The Senior Patrol Leader

The Scout led Troop starts with the Senior Patrol leader (SPL). He is the guy that runs the Troop. He is guided by the Scoutmaster and seeks input at the Patrol Leaders Council. He is an elected officer of the Troop and is charged with providing the Troop with Purpose and Direction.

The Boy Scouts of America identifies the Duties and Responsibilities of the SPL as:

1. Runs all the troop meetings, events, activities and the annual program planning conference.
2. Runs the patrol leader’s council meeting.
3. Appoints other troop junior leader with the advice and counsel of the Scoutmaster.
4. Assign duties and responsibilities to junior leaders.
5. Assists the Scoutmaster with junior leader training.
6. Sets a good example.
7. Enthusiastically wears the Scout uniform correctly.
8. Lives by the Scout Oath and Law.
9. Shows Scout spirit.

I want to focus on duties number 1, and 2.
First the SPL runs the Troop meetings, events and activities. Adult leaders like to get their hands in this pie, but restraint is the watch word. The SPL needs to be the guy up front. It is thru this action that the SPL establishes his standing as the leader of the Troop. Now I know that I have been guilty of jumping in and “helping” the SPL, but more times than not, he will get through the meeting.
The Scoutmaster needs to train the SPL. Give him the tools to succeed. Show him how to establish a meeting plan using the Troop meeting plan worksheet. Give the SPL the Troop Program resources book. This is a great tool for the SPL to get him heading in the right direction and will keep the PLC meeting focused and efficient.

## To do
(1) In the Senior Patrol Leader passage, which worksheet should the Scoutmaster show the SPL how to use to set up a meeting plan?
(2) Copy the Senior Patrol Leader passage word for word from "2. Runs the" to "to junior leaders.".
(3) Continue the Senior Patrol Leader passage, starting after its final sentence.

Image segmentation entries

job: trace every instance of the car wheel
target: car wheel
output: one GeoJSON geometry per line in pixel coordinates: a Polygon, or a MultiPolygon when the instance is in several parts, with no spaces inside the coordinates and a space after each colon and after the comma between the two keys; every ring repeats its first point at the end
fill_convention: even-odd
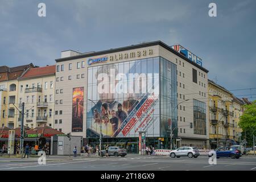
{"type": "Polygon", "coordinates": [[[171,153],[170,156],[172,158],[174,158],[175,157],[176,155],[174,153],[171,153]]]}
{"type": "Polygon", "coordinates": [[[193,158],[193,154],[191,153],[191,152],[188,153],[188,156],[189,158],[193,158]]]}

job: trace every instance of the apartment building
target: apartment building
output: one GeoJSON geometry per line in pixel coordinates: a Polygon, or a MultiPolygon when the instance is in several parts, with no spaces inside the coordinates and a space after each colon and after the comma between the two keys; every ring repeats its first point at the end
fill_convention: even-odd
{"type": "Polygon", "coordinates": [[[24,126],[53,127],[55,69],[55,65],[31,68],[18,78],[18,106],[21,110],[24,103],[24,126]]]}

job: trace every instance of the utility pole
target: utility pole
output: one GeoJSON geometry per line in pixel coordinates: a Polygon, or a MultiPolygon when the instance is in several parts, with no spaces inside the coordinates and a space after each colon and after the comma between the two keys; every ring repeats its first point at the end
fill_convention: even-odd
{"type": "Polygon", "coordinates": [[[22,114],[22,119],[21,119],[21,125],[20,125],[20,151],[22,159],[23,158],[23,140],[24,140],[24,130],[23,130],[23,125],[24,125],[24,103],[22,102],[22,110],[21,112],[22,114]]]}

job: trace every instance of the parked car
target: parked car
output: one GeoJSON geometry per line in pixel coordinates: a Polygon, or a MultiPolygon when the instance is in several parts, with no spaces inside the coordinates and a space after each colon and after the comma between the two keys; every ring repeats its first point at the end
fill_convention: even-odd
{"type": "Polygon", "coordinates": [[[187,156],[189,158],[194,157],[196,158],[200,155],[199,151],[196,147],[182,147],[171,151],[170,156],[174,158],[175,157],[180,158],[182,156],[187,156]]]}
{"type": "MultiPolygon", "coordinates": [[[[118,157],[121,156],[124,157],[127,155],[126,149],[121,147],[109,147],[109,156],[114,156],[118,157]]],[[[101,150],[101,156],[106,155],[106,150],[101,150]]]]}
{"type": "Polygon", "coordinates": [[[246,154],[246,150],[245,150],[245,147],[242,145],[234,145],[230,147],[236,147],[236,148],[237,148],[237,150],[240,150],[241,152],[242,155],[245,155],[246,154]]]}
{"type": "Polygon", "coordinates": [[[208,153],[208,156],[213,155],[213,152],[216,152],[217,159],[220,158],[231,158],[232,159],[239,159],[242,156],[241,152],[237,147],[220,147],[214,151],[211,151],[208,153]]]}

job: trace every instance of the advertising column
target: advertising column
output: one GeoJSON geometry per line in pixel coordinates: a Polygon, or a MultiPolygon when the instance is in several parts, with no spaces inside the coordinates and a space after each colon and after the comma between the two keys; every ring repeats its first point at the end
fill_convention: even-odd
{"type": "Polygon", "coordinates": [[[14,154],[14,140],[15,136],[15,130],[9,130],[8,138],[8,154],[14,154]]]}

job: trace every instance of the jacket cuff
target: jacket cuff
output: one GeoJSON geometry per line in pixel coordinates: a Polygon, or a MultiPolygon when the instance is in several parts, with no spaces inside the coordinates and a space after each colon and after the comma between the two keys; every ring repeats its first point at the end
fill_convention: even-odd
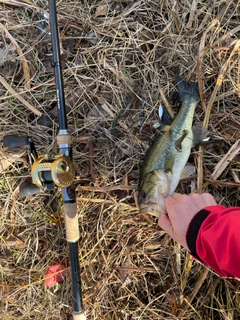
{"type": "Polygon", "coordinates": [[[208,217],[210,211],[202,209],[200,210],[192,219],[188,226],[186,241],[191,255],[197,258],[199,261],[202,259],[198,256],[196,250],[196,242],[198,237],[198,232],[201,228],[203,221],[208,217]]]}

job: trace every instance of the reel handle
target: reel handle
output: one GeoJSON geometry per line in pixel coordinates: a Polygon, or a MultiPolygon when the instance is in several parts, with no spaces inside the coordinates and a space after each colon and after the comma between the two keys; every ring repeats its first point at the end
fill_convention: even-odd
{"type": "Polygon", "coordinates": [[[20,185],[19,192],[22,196],[28,197],[37,193],[42,193],[44,191],[40,189],[38,186],[36,186],[34,183],[25,181],[20,185]]]}
{"type": "Polygon", "coordinates": [[[11,134],[3,137],[3,146],[8,148],[18,148],[29,144],[29,136],[17,136],[11,134]]]}

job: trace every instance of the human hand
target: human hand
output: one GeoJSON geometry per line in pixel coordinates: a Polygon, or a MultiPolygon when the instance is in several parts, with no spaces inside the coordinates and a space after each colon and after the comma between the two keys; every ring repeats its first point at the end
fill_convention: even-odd
{"type": "Polygon", "coordinates": [[[193,193],[190,195],[173,193],[165,198],[168,215],[161,214],[158,224],[174,240],[189,250],[186,234],[192,218],[205,207],[214,205],[217,205],[217,203],[210,193],[193,193]]]}

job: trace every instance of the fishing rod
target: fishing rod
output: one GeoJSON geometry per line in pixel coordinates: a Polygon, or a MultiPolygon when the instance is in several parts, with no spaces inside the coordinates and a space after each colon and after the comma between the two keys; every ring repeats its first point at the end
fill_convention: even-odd
{"type": "Polygon", "coordinates": [[[74,167],[72,163],[72,136],[68,131],[63,77],[60,62],[60,46],[57,24],[56,2],[49,0],[49,17],[53,47],[53,67],[59,111],[59,133],[56,137],[58,154],[44,153],[38,156],[34,143],[29,136],[8,135],[3,145],[9,148],[28,145],[32,182],[20,185],[21,195],[29,196],[45,190],[61,189],[63,197],[66,240],[69,244],[72,273],[73,320],[85,320],[83,313],[80,264],[78,257],[79,223],[75,190],[73,188],[74,167]]]}

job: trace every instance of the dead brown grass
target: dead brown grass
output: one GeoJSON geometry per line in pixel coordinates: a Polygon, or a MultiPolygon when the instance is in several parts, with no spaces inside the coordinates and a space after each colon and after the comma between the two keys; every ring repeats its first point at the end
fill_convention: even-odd
{"type": "MultiPolygon", "coordinates": [[[[42,152],[55,148],[58,122],[48,23],[37,6],[48,11],[44,0],[0,1],[0,125],[2,136],[28,134],[42,152]]],[[[167,99],[177,110],[181,74],[199,83],[195,123],[222,141],[193,150],[191,187],[239,205],[240,158],[224,156],[240,139],[240,2],[64,0],[57,7],[88,319],[239,319],[239,282],[207,272],[155,220],[139,216],[132,190],[159,104],[167,99]]],[[[10,157],[1,148],[0,315],[70,319],[70,273],[58,288],[44,286],[48,265],[69,265],[60,194],[19,196],[29,176],[23,151],[10,157]]],[[[189,189],[180,183],[180,192],[189,189]]]]}

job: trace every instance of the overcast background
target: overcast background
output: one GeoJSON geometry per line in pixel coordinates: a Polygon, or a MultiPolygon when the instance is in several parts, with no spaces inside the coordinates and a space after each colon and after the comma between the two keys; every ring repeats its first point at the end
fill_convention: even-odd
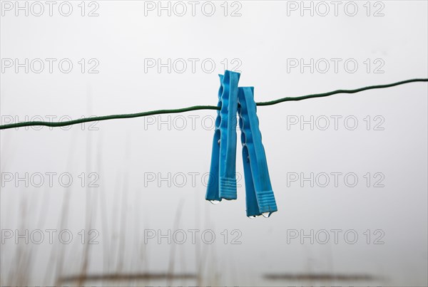
{"type": "MultiPolygon", "coordinates": [[[[28,16],[1,1],[2,125],[216,105],[225,68],[256,101],[428,76],[424,1],[163,1],[170,16],[158,1],[58,1],[52,16],[26,3],[28,16]]],[[[213,110],[1,130],[1,284],[173,272],[202,279],[123,284],[427,286],[427,95],[416,83],[259,107],[278,207],[269,219],[245,216],[239,142],[238,200],[205,200],[213,110]],[[312,186],[302,181],[312,173],[312,186]],[[98,244],[82,244],[82,229],[98,244]],[[320,273],[373,278],[265,277],[320,273]]]]}

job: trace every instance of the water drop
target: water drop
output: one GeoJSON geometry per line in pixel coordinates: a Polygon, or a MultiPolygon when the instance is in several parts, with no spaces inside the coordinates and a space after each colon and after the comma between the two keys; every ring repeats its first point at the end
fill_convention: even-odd
{"type": "Polygon", "coordinates": [[[220,202],[218,200],[210,200],[210,202],[211,202],[213,204],[217,204],[220,202]]]}
{"type": "Polygon", "coordinates": [[[262,215],[266,218],[269,217],[270,216],[270,212],[263,212],[262,214],[262,215]]]}

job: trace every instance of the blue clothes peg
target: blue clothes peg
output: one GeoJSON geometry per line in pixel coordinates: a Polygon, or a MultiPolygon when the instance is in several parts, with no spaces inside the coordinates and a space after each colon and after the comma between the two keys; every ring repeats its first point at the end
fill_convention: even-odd
{"type": "Polygon", "coordinates": [[[268,217],[277,209],[270,185],[266,155],[262,144],[262,134],[259,130],[257,106],[254,101],[254,87],[239,88],[238,100],[247,216],[253,217],[263,214],[268,217]]]}
{"type": "Polygon", "coordinates": [[[205,199],[213,203],[236,199],[236,113],[239,73],[225,71],[219,75],[220,87],[211,166],[205,199]]]}

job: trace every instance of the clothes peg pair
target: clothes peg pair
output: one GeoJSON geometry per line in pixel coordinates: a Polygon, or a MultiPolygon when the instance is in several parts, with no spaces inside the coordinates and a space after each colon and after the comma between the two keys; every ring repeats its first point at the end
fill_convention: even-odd
{"type": "Polygon", "coordinates": [[[220,75],[218,105],[210,179],[205,199],[213,203],[236,199],[236,114],[243,145],[247,216],[268,217],[277,210],[270,184],[253,87],[239,87],[239,73],[220,75]]]}

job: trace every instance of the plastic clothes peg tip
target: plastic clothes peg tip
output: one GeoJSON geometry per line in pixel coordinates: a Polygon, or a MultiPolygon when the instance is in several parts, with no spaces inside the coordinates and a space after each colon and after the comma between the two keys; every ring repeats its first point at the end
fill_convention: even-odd
{"type": "Polygon", "coordinates": [[[236,199],[236,113],[239,73],[219,75],[220,87],[213,140],[210,177],[205,199],[213,202],[236,199]]]}
{"type": "Polygon", "coordinates": [[[277,209],[262,144],[262,134],[259,130],[253,87],[239,88],[238,103],[247,216],[263,214],[268,217],[277,209]]]}

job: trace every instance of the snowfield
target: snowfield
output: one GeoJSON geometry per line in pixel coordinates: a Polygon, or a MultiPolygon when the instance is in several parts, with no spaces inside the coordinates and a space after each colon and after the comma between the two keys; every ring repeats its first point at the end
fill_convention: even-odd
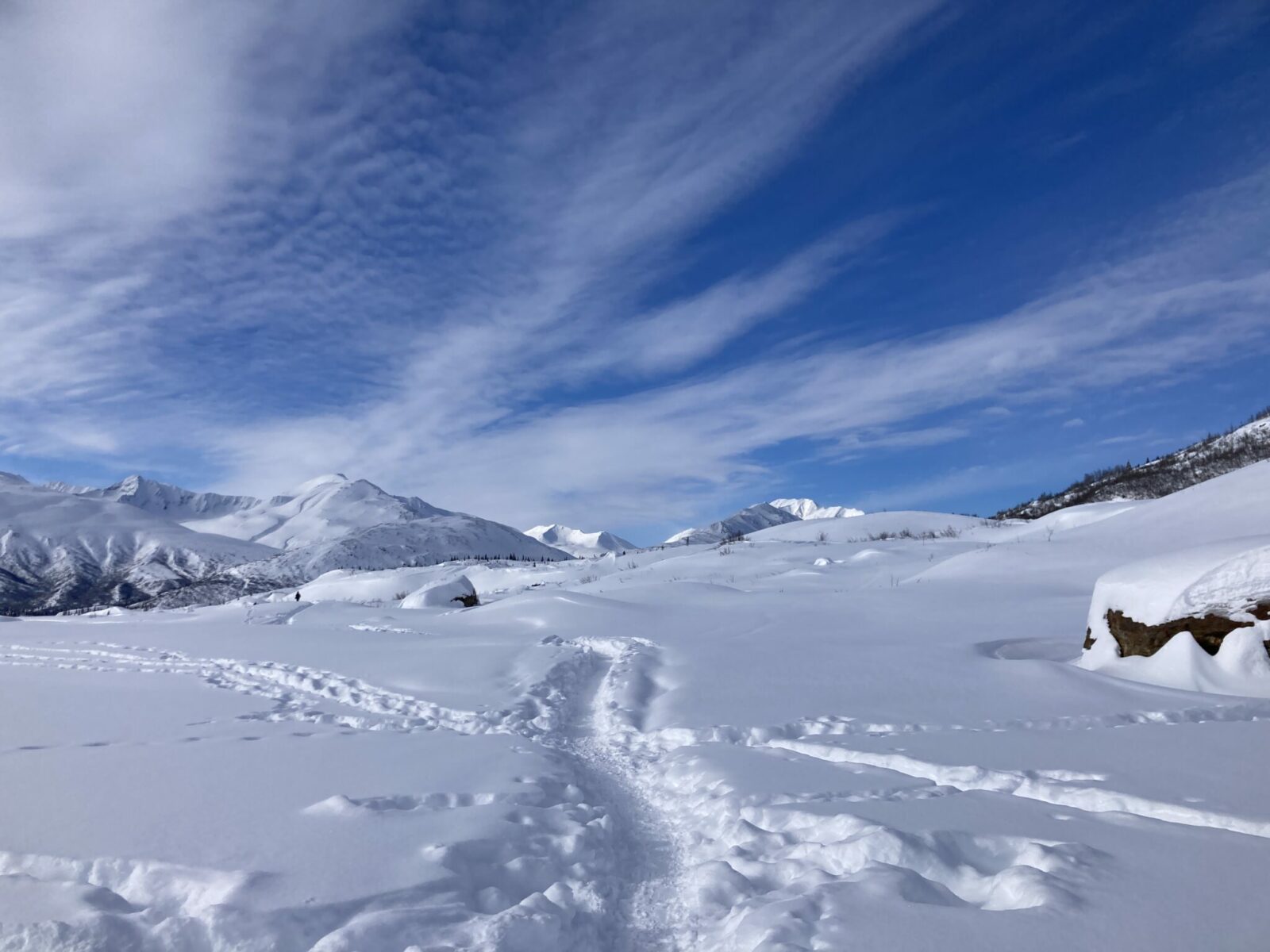
{"type": "Polygon", "coordinates": [[[0,622],[0,949],[1264,949],[1260,628],[1243,696],[1073,661],[1267,489],[0,622]]]}

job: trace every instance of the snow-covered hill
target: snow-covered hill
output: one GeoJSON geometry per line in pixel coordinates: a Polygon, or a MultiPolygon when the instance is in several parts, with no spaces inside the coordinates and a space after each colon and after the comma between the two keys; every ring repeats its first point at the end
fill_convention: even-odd
{"type": "Polygon", "coordinates": [[[1214,476],[1270,459],[1270,410],[1228,433],[1205,437],[1140,466],[1099,470],[1060,493],[1044,494],[997,513],[1005,519],[1035,519],[1057,509],[1119,499],[1160,499],[1214,476]]]}
{"type": "Polygon", "coordinates": [[[759,503],[758,505],[742,509],[739,513],[733,513],[726,519],[712,522],[709,526],[677,532],[663,545],[685,545],[687,542],[691,545],[712,546],[716,542],[725,542],[771,526],[784,526],[787,522],[800,522],[800,519],[792,513],[777,509],[768,503],[759,503]]]}
{"type": "Polygon", "coordinates": [[[149,480],[145,476],[128,476],[105,489],[81,489],[67,486],[66,484],[50,484],[50,489],[58,489],[64,493],[72,493],[91,499],[113,499],[117,503],[127,503],[131,506],[145,509],[147,513],[155,513],[174,522],[211,519],[260,504],[260,500],[255,496],[192,493],[188,489],[149,480]]]}
{"type": "Polygon", "coordinates": [[[784,509],[799,519],[848,519],[865,514],[864,509],[852,509],[848,505],[817,505],[814,499],[773,499],[768,505],[784,509]]]}
{"type": "Polygon", "coordinates": [[[1261,949],[1267,622],[1072,661],[1270,592],[1267,486],[0,621],[0,946],[1261,949]]]}
{"type": "Polygon", "coordinates": [[[570,553],[502,523],[323,476],[293,493],[190,493],[140,476],[104,490],[0,482],[0,611],[204,604],[335,569],[570,553]],[[208,518],[189,518],[206,515],[208,518]]]}
{"type": "Polygon", "coordinates": [[[272,553],[0,475],[0,613],[127,604],[272,553]]]}
{"type": "Polygon", "coordinates": [[[636,548],[634,542],[627,542],[621,536],[615,536],[611,532],[583,532],[582,529],[555,523],[551,526],[535,526],[532,529],[526,529],[525,534],[583,559],[593,555],[603,555],[605,552],[626,552],[627,550],[636,548]]]}
{"type": "Polygon", "coordinates": [[[444,509],[422,499],[394,496],[373,482],[330,473],[309,480],[287,495],[257,501],[220,518],[188,520],[185,526],[197,532],[293,550],[315,542],[334,542],[372,526],[444,514],[444,509]]]}

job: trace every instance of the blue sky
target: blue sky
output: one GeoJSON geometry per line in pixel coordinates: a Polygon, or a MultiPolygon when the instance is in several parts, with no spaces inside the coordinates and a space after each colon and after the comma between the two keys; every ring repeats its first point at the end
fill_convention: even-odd
{"type": "Polygon", "coordinates": [[[654,541],[1270,404],[1270,6],[17,3],[0,468],[654,541]]]}

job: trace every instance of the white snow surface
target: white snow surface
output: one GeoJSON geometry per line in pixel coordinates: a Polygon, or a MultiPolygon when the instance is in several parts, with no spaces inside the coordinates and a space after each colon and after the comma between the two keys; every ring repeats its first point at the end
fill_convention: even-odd
{"type": "Polygon", "coordinates": [[[254,496],[192,493],[188,489],[157,482],[145,476],[127,476],[105,489],[83,489],[65,484],[57,484],[51,487],[93,499],[112,499],[117,503],[126,503],[127,505],[145,509],[147,513],[164,515],[177,522],[183,519],[210,519],[260,505],[260,500],[254,496]]]}
{"type": "Polygon", "coordinates": [[[525,534],[536,538],[552,548],[559,548],[569,555],[587,559],[589,556],[603,555],[605,552],[625,552],[638,548],[634,542],[627,542],[621,536],[601,529],[599,532],[584,532],[568,526],[552,523],[550,526],[535,526],[526,529],[525,534]]]}
{"type": "Polygon", "coordinates": [[[268,555],[131,505],[0,480],[0,602],[52,605],[119,584],[154,593],[268,555]]]}
{"type": "Polygon", "coordinates": [[[865,514],[864,509],[848,505],[818,505],[814,499],[773,499],[768,505],[784,509],[799,519],[850,519],[865,514]]]}
{"type": "Polygon", "coordinates": [[[438,579],[419,586],[404,599],[401,608],[460,608],[462,600],[476,594],[466,575],[438,579]]]}
{"type": "Polygon", "coordinates": [[[1219,614],[1251,621],[1247,611],[1270,600],[1270,536],[1226,539],[1129,562],[1100,578],[1088,628],[1111,637],[1115,609],[1143,625],[1219,614]]]}
{"type": "Polygon", "coordinates": [[[1264,632],[1072,661],[1267,480],[5,622],[0,948],[1261,949],[1264,632]]]}

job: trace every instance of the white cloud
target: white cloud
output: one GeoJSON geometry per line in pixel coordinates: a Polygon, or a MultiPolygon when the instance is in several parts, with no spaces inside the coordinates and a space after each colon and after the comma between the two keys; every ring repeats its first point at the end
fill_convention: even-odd
{"type": "MultiPolygon", "coordinates": [[[[691,264],[685,236],[932,8],[599,4],[504,61],[479,28],[447,34],[462,70],[431,48],[385,55],[334,102],[321,51],[352,42],[351,5],[123,18],[110,29],[135,33],[112,43],[136,61],[105,84],[104,121],[80,128],[69,110],[56,140],[0,166],[27,255],[0,272],[0,406],[24,409],[0,439],[201,452],[225,486],[264,494],[344,470],[513,524],[687,523],[757,487],[754,454],[785,440],[930,446],[963,433],[930,425],[936,411],[991,401],[1003,418],[1265,347],[1262,171],[1012,314],[870,344],[790,340],[702,371],[902,225],[806,235],[766,268],[643,303],[691,264]],[[182,61],[199,77],[154,88],[182,61]],[[94,150],[108,161],[41,164],[94,150]],[[37,267],[41,242],[67,235],[75,260],[37,267]]],[[[56,66],[72,28],[57,11],[74,8],[41,9],[20,8],[0,55],[56,112],[61,88],[27,74],[46,47],[56,66]],[[39,30],[55,39],[25,43],[39,30]]],[[[71,70],[62,91],[90,77],[71,70]]],[[[4,100],[0,118],[23,108],[4,100]]]]}

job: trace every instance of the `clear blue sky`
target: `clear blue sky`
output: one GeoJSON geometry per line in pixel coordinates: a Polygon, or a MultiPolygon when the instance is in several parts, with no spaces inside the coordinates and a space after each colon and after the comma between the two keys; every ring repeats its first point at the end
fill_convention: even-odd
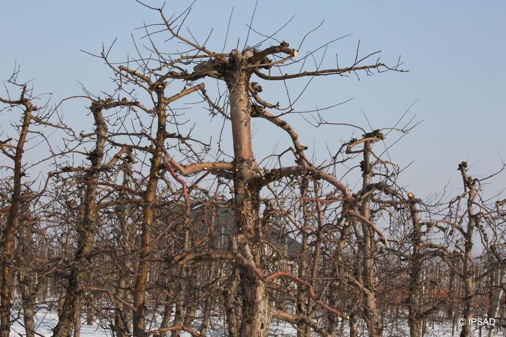
{"type": "MultiPolygon", "coordinates": [[[[155,7],[162,3],[147,2],[155,7]]],[[[177,2],[165,5],[167,16],[180,12],[187,6],[185,2],[177,2]]],[[[324,62],[328,67],[335,65],[336,53],[340,65],[352,61],[359,39],[364,54],[382,50],[382,60],[391,64],[401,55],[403,67],[409,72],[388,72],[373,77],[362,74],[359,81],[353,77],[315,79],[297,108],[311,110],[353,98],[346,105],[326,112],[325,117],[365,127],[361,109],[376,128],[391,126],[418,99],[412,112],[417,114],[416,119],[425,122],[390,152],[392,160],[401,166],[415,161],[401,180],[411,183],[409,188],[415,194],[422,196],[441,190],[450,179],[454,188],[459,187],[457,165],[462,160],[477,163],[471,169],[474,175],[491,173],[502,166],[498,153],[506,159],[503,135],[506,69],[502,65],[506,55],[506,2],[272,3],[259,1],[253,26],[269,34],[295,15],[289,25],[276,35],[292,45],[298,45],[307,31],[325,20],[322,27],[304,42],[300,55],[335,37],[353,33],[329,47],[324,62]]],[[[213,28],[206,46],[220,52],[234,6],[225,50],[235,47],[238,37],[242,46],[254,2],[197,1],[186,25],[201,41],[213,28]]],[[[79,49],[98,53],[102,42],[109,44],[118,37],[112,54],[116,60],[124,60],[127,55],[135,54],[131,33],[142,36],[142,32],[135,28],[143,22],[159,22],[155,12],[133,0],[3,1],[1,6],[0,77],[8,78],[17,61],[21,66],[21,77],[35,78],[36,89],[53,92],[54,102],[80,94],[77,80],[94,92],[111,87],[108,78],[111,73],[107,67],[79,49]]],[[[252,33],[248,42],[260,39],[252,33]]],[[[292,84],[292,94],[297,93],[301,83],[292,84]]],[[[265,93],[265,97],[274,103],[279,101],[282,105],[286,102],[284,89],[281,83],[277,84],[278,88],[265,93]]],[[[0,92],[4,92],[3,89],[0,92]]],[[[91,126],[86,116],[86,104],[75,102],[64,107],[66,120],[78,130],[81,125],[91,126]]],[[[2,115],[0,119],[6,121],[8,117],[2,115]]],[[[343,127],[315,130],[297,115],[290,115],[287,120],[298,128],[301,141],[321,158],[326,154],[325,142],[335,149],[340,140],[349,139],[351,135],[351,130],[343,127]]],[[[289,145],[285,135],[273,133],[274,129],[265,123],[258,121],[255,126],[255,146],[259,151],[272,148],[280,139],[283,147],[289,145]]],[[[389,137],[387,143],[396,137],[389,137]]],[[[495,181],[498,184],[489,187],[489,194],[506,185],[506,175],[495,181]]],[[[453,195],[456,194],[454,190],[453,195]]]]}

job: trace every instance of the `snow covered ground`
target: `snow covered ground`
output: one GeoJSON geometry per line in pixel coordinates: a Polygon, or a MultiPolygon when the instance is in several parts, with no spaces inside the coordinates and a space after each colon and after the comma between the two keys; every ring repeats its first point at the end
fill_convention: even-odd
{"type": "MultiPolygon", "coordinates": [[[[13,324],[11,328],[11,337],[24,337],[24,329],[22,326],[22,318],[20,316],[19,321],[13,324]]],[[[86,320],[83,320],[85,322],[86,320]]],[[[53,328],[58,322],[58,315],[56,313],[48,312],[44,309],[39,310],[37,314],[35,326],[36,332],[44,336],[51,336],[53,328]]],[[[346,326],[346,324],[345,325],[346,326]]],[[[452,326],[451,323],[440,323],[435,324],[434,328],[430,324],[428,324],[425,334],[426,337],[452,337],[458,336],[460,333],[459,327],[456,327],[454,334],[452,334],[452,326]]],[[[346,326],[347,328],[347,326],[346,326]]],[[[296,329],[290,324],[284,322],[274,321],[271,326],[271,334],[270,335],[276,337],[288,337],[296,336],[296,329]]],[[[483,328],[481,335],[486,336],[488,331],[483,328]]],[[[499,330],[495,334],[495,336],[504,336],[505,331],[499,330]]],[[[409,328],[405,324],[398,324],[397,326],[387,326],[385,327],[384,336],[385,337],[406,337],[409,336],[409,328]]],[[[223,331],[211,332],[208,334],[212,337],[225,337],[223,331]]],[[[315,335],[316,335],[316,334],[315,335]]],[[[343,329],[341,335],[349,335],[347,328],[343,329]]],[[[366,333],[363,334],[367,335],[366,333]]],[[[479,330],[477,327],[473,329],[473,335],[480,335],[479,330]]],[[[93,325],[83,324],[81,327],[81,336],[82,337],[111,337],[110,330],[104,329],[96,324],[93,325]]],[[[189,333],[185,332],[181,333],[181,337],[191,337],[189,333]]]]}

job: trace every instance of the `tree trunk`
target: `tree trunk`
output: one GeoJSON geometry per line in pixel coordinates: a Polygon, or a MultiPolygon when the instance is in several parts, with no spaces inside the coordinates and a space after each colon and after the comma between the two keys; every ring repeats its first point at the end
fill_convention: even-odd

## Answers by task
(1) The Troop meeting plan worksheet.

(2)
2. Runs the patrol leader’s council meeting.
3. Appoints other troop junior leader with the advice and counsel of the Scoutmaster.
4. Assign duties and responsibilities to junior leaders.

(3)
The Scoutmaster needs to show confidence in the SPL. Give the SPL clear instruction and guidance and then allow him the flexibility to accomplish the task as he sees fit. Let him learn from his mistakes. Review the process at the completion of a task or at the end of a camp out and have the SPL brief back his feelings on how he did, the unit did, and what he can do better next time.
The Patrol Leaders Council can make or break an SPL’s tenure. If he runs effective PLC meetings, his time in office will be smooth and fun. The SPL needs to encourage the Patrol leaders to take ownership of the Troop. They establish the plan and then are charged with executing their plan. Success is up to them. They get their guidance from the SPL. Like I said, the SPL sets the purpose and direction of the Troop. He owns the plan and needs to do his best to get the PLC on board. Once the PLC owns the plan and has bought into the purpose and direction of the Troop, they will have a fun and successful year.
It all starts with the Senior Patrol Leader. A well trained and motivated SPL can be the difference between a Super Troop and an average Troop. A Scoutmaster that understands his role in working with the SPL sets the troop up for success.

Happy Scouting!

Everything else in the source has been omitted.